(Collected data)
Content starts

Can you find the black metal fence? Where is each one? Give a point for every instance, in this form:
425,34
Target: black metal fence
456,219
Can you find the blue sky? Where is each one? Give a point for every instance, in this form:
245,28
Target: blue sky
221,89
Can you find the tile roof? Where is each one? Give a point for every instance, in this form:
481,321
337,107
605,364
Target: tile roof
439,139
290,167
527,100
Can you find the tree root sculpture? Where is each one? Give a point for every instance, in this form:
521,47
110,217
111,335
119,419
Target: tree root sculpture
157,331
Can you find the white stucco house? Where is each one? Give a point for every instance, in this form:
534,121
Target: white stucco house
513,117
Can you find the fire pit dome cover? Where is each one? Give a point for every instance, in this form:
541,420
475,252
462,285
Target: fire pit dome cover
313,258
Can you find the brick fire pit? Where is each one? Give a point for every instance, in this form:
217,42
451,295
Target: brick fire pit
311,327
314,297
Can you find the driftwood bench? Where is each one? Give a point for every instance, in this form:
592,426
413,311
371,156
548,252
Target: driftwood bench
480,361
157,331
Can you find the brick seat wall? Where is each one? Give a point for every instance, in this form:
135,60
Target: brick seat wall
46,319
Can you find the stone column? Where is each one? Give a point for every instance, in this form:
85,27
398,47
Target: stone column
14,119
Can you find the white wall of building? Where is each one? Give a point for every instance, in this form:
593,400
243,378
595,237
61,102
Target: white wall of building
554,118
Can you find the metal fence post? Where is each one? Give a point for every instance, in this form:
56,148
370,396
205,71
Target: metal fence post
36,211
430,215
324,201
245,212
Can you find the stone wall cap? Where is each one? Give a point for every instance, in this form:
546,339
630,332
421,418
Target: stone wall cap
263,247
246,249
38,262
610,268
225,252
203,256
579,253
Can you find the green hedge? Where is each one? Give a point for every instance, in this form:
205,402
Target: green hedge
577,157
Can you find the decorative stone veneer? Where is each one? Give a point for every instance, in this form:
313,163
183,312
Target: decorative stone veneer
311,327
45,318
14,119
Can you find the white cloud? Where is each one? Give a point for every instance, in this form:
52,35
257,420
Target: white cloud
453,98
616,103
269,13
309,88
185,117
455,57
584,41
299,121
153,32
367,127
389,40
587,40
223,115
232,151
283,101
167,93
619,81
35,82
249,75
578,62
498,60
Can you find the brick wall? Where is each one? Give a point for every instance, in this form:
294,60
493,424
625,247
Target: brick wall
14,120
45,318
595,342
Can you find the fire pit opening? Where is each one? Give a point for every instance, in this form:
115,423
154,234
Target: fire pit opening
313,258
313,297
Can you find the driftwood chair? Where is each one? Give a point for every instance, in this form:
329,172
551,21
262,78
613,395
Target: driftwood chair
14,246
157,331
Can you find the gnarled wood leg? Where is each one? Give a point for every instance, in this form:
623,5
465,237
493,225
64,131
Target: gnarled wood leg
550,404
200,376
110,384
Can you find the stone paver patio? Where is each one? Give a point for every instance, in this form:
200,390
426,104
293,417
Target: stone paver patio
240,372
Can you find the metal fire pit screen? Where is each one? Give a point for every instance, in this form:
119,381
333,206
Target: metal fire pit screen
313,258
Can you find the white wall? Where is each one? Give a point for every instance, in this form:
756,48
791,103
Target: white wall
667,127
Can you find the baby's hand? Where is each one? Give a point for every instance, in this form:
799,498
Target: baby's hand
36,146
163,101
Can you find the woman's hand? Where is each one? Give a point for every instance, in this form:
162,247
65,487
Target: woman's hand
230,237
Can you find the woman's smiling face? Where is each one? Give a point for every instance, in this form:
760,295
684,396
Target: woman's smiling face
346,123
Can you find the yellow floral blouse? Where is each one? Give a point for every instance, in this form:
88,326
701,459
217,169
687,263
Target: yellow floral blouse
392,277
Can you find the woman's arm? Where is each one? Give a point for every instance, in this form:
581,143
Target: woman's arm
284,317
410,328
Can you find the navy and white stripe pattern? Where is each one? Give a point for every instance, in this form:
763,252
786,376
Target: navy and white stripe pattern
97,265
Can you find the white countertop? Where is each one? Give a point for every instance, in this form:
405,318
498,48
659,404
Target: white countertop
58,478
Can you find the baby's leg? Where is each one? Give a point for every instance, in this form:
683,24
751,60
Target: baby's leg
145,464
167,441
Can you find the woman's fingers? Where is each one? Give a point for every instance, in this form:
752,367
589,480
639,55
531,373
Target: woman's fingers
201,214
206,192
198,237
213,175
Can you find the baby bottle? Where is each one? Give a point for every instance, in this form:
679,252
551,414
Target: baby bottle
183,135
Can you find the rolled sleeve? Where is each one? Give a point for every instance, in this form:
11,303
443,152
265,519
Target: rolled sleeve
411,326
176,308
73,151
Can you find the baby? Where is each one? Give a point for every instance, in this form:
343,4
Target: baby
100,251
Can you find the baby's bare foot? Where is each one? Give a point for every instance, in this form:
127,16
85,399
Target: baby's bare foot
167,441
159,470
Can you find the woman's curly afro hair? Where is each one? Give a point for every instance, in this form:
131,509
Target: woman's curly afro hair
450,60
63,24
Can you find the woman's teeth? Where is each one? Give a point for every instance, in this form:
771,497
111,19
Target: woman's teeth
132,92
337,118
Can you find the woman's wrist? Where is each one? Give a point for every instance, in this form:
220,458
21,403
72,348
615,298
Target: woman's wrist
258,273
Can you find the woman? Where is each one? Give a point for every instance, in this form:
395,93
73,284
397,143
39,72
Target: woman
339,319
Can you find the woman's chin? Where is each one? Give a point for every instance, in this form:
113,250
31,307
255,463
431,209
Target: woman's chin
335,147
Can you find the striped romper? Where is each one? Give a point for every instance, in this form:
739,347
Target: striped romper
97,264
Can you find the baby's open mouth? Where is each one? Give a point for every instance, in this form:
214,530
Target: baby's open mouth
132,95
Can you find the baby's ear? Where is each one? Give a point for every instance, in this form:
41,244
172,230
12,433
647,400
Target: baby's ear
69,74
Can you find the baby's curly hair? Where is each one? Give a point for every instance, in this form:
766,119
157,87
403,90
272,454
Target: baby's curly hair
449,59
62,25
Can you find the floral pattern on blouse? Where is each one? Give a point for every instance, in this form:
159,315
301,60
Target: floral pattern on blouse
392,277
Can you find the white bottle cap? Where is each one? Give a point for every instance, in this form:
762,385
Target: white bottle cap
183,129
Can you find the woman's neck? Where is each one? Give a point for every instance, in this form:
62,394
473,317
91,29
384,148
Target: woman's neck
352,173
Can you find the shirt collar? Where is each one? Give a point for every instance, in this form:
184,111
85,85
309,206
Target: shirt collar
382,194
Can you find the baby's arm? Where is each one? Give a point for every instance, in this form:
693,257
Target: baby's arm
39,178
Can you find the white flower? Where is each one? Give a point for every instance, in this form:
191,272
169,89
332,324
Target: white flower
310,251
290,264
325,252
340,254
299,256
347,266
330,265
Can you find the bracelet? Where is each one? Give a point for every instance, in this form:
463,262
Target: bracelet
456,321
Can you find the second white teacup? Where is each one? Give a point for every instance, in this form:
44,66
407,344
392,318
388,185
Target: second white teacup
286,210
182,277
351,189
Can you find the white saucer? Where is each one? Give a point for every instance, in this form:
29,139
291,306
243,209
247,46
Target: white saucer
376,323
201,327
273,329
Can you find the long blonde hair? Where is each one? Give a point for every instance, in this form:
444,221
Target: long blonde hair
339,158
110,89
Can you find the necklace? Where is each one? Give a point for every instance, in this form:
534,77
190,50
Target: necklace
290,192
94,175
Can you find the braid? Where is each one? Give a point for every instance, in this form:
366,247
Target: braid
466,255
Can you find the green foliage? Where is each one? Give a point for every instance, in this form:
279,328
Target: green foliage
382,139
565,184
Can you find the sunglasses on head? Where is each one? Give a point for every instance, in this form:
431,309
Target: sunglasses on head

Content ends

= Work item =
Each entry must appear again in the answer exactly as written.

= Solution to this exercise =
Can you find the black metal fence? Where is each one? Give a point for every instance, in this form:
425,34
Target: black metal fence
456,219
Can you find the blue sky? Where is each one? Give a point for every instance, in this form:
245,28
Target: blue sky
221,89
Can you find the tile roof? Where is each one? Give a point for every instance, in this form:
481,321
337,107
605,364
Target: tile roof
439,139
290,167
527,100
Can you find the tree root sculpture? Where is each one? Give a point for every instance, in this form:
521,47
110,217
111,335
119,419
Target: tree root sculpture
157,331
Can you find the white stucco house? Where is each one? Give a point for every instance, in this form:
534,121
Target: white stucco house
513,117
Can you find the fire pit dome cover? Where is each one? Give a point for every instance, in this form:
541,420
475,252
462,285
Target: fire pit dome cover
313,258
Can you find the brick fire pit? Where is each one? Give a point for every instance, in this form:
217,42
451,295
Target: brick fire pit
311,327
314,297
Can you find the driftwood bench? Where is each one? Give a point for every instance, in this form:
592,426
413,311
371,156
548,252
Target: driftwood bench
480,361
157,331
Can you find the brick seat wall? Where is each one? Give a point for every instance, in this form:
135,60
Target: brick seat wall
46,319
Can you find the stone column? Where is each one? Give a point for every instance, in this form:
85,27
398,47
Target: stone column
14,119
Can you find the white wall of building? Where is each one? Give a point for every instance, in this form:
593,400
243,378
595,237
61,102
Target: white wall of building
554,118
Can you find the metal fence post? Where is each one? Give a point for every instance, in this form:
56,148
370,396
205,71
Target: metal fence post
36,211
430,215
324,201
245,212
Can you find the stone wall cap? Where is each one? Give a point for every instance, in this form:
546,339
630,332
421,418
Target: stone wall cap
263,247
246,249
38,262
610,268
225,252
203,256
579,253
Can you find the green hedge? Where is each one? Give a point for every instance, in this form:
205,402
Target: green hedge
577,157
Can you find the decorative stone veneer? Where is each one? Give a point for every instance, in this form:
313,163
183,312
Target: decorative stone veneer
311,327
45,318
14,119
Can you find the white cloud? Where is each one? Give a point for every instance, in this form:
52,35
257,420
Target: white cloud
453,98
616,103
269,13
309,88
185,117
455,57
584,41
299,121
153,32
367,127
389,40
587,40
223,115
232,151
283,101
167,93
619,81
35,82
249,75
578,62
498,60
Can you find the brick wall? Where is each one? Give a point for every instance, in this form:
294,60
493,424
625,247
Target: brick wall
14,120
45,318
595,342
Can you find the fire pit opening? Where is each one? Give a point for every instance, in this form:
115,423
154,234
Target: fire pit opening
313,258
313,297
Can you find the driftwood chair? Where is each one? Give a point for every instance, in this form:
329,172
551,21
262,78
613,395
Target: driftwood chair
14,246
157,331
Can you find the gnarled wood leg? Where is each one? Give a point for every instance, in this form:
623,5
465,237
493,225
64,131
Target: gnarled wood leg
550,404
200,376
110,384
Can you find the stone paver patio? Where is each one? Give a point for every instance, in this form:
200,390
426,104
293,417
Target: stone paver patio
240,372
Can you find the metal fire pit screen? Where is each one? Give a point for every instance, in this form:
119,381
333,206
Target: metal fire pit screen
313,258
Can you find the white wall? Where is each one? Give a point for every instance, in this form:
756,48
791,103
Target: white wall
667,127
Can you find the baby's hand? Where is each one? Give a point for every instance, in this form:
799,498
Target: baby's hand
36,146
163,101
Can you find the woman's hand? Where is each one? Give a point for every instance, in this form:
162,247
65,487
Target: woman's hand
230,237
Can you find the woman's smiling face? Where is each one? Give a point for every instance, in this form:
760,295
684,396
Target: woman's smiling face
346,123
Can you find the yellow floral blouse? Where is each one? Give a point for every instance, in this form:
88,326
701,459
217,169
687,263
Target: yellow floral blouse
392,277
Can you find the woman's arm? Where is each one? Give a point for every instance, in this form:
581,143
Target: woman's arm
284,317
410,328
Can you find the navy and white stripe pattern? Where is each one? Give a point for every instance, in this form:
763,252
786,376
Target: navy and white stripe pattern
97,265
Can you find the white countertop? Where is each one? Give a point for every instance, in this form:
405,318
498,48
659,404
Target: white countertop
58,478
Can you find the baby's leg? Where is each one? Give a point for every instance, in this form:
683,24
751,60
Target: baby's leg
145,464
167,441
Can you find the woman's fingers? Where is each one? Give a point for every instance, in this form:
752,367
589,480
639,55
531,373
Target: woman's fingers
201,214
206,192
198,237
213,175
Can you find the baby bottle? Where is each one? Give a point for every instance, in this form:
679,252
551,414
Target: baby bottle
183,135
Can you find the rolled sleeve? Where is each one? Give a point for every instance, in this form:
11,303
443,152
265,519
Target: rolled sleeve
411,326
176,308
73,151
Can you find the baby? Where is each one? Give a point for every instance, in this form:
343,4
Target: baby
100,251
Can you find the baby's bare foot? Where is each one? Give a point for every instance, in this form:
127,16
85,399
Target: baby's bare foot
167,441
159,470
Can you find the woman's curly afro hair? Where is each one? Give a point for every instance, in this form:
131,509
Target: woman's curly afro hair
450,60
63,24
Can you find the woman's teeth? Where is each one? Give a point for every instance, in this form:
771,497
111,19
Target: woman's teeth
132,92
337,118
Can you find the woman's wrist? Where is each one? Give a point for every instance, in this form:
220,458
21,403
72,348
615,298
Target: woman's wrist
258,273
Can you find the woman? Where is each one? Give a point for every instance, in this form:
395,93
73,284
397,143
39,72
Target: woman
339,319
Can you find the woman's chin? Where is each one? Give a point for every instance, in this form:
113,250
31,307
255,463
431,209
Target: woman's chin
335,147
Can you find the striped romper? Where is each one? Give a point for every instance, in this form:
739,347
Target: striped romper
97,264
Can you find the baby's open mouth? Where is each one? Give a point for every instance, in this form:
214,530
Target: baby's open mouth
132,95
Can you find the baby's ear? Where is each one? Give a point for every instance, in this form:
41,244
172,230
12,433
647,400
Target: baby's ear
69,74
Can you find the baby's curly hair? Where is each one? Give a point for every instance, in this form:
766,119
157,87
403,90
272,454
Target: baby's curly hair
449,59
62,25
Can you find the floral pattern on blouse? Where is each one? Give a point for every instance, in this form:
159,315
301,60
Target: floral pattern on blouse
392,277
Can you find the white bottle cap? Where is each one? Give a point for every instance, in this form:
762,385
Target: white bottle cap
183,129
Can you find the woman's neck? Where is each one? Give a point for every instance, in this form:
62,394
473,317
91,29
384,148
Target: woman's neck
352,173
Can you find the shirt collar? Where is each one? Give a point for every instance, in this form:
184,111
85,85
309,206
Target: shirt collar
382,194
Can you find the baby's arm? Where is each one? Give a point for every instance, in this form:
693,257
Target: baby's arm
39,178
Can you find the white flower? Where is each one? Give a point for every instance, in this form:
191,272
169,89
332,324
Target: white flower
310,251
290,264
325,252
340,254
299,256
347,266
330,265
Can you find the bracelet? Where is each one? Give a point for every instance, in this form:
463,262
Target: bracelet
456,321
Can you find the second white teacup? Where is each one? Give a point for every instance, in this form:
44,66
407,344
392,318
388,185
Target: second white teacup
286,210
182,277
351,189
Can you find the white saucer? Where is each one? Give a point for every instance, in this form:
29,139
291,306
243,209
247,46
Target: white saucer
376,323
201,327
273,329
Can you find the long blonde hair? Where is each one? Give a point for every instance, in this form:
444,221
Target: long blonde hair
339,158
110,89
Can you find the necklace? Where is each one? Give a point for every instance, in this form:
534,77
190,50
Target: necklace
290,192
94,175
Can you find the braid? Where is each one? Give a point for every instance, in this form:
366,247
Target: braid
466,255
Can you find the green foliage? Where is each one? Give a point for every instance, in this form:
279,328
Target: green foliage
382,139
565,184
Can you find the sunglasses on head? Where is each one? Give a point for every instance, in this form:
431,309
Target: sunglasses on head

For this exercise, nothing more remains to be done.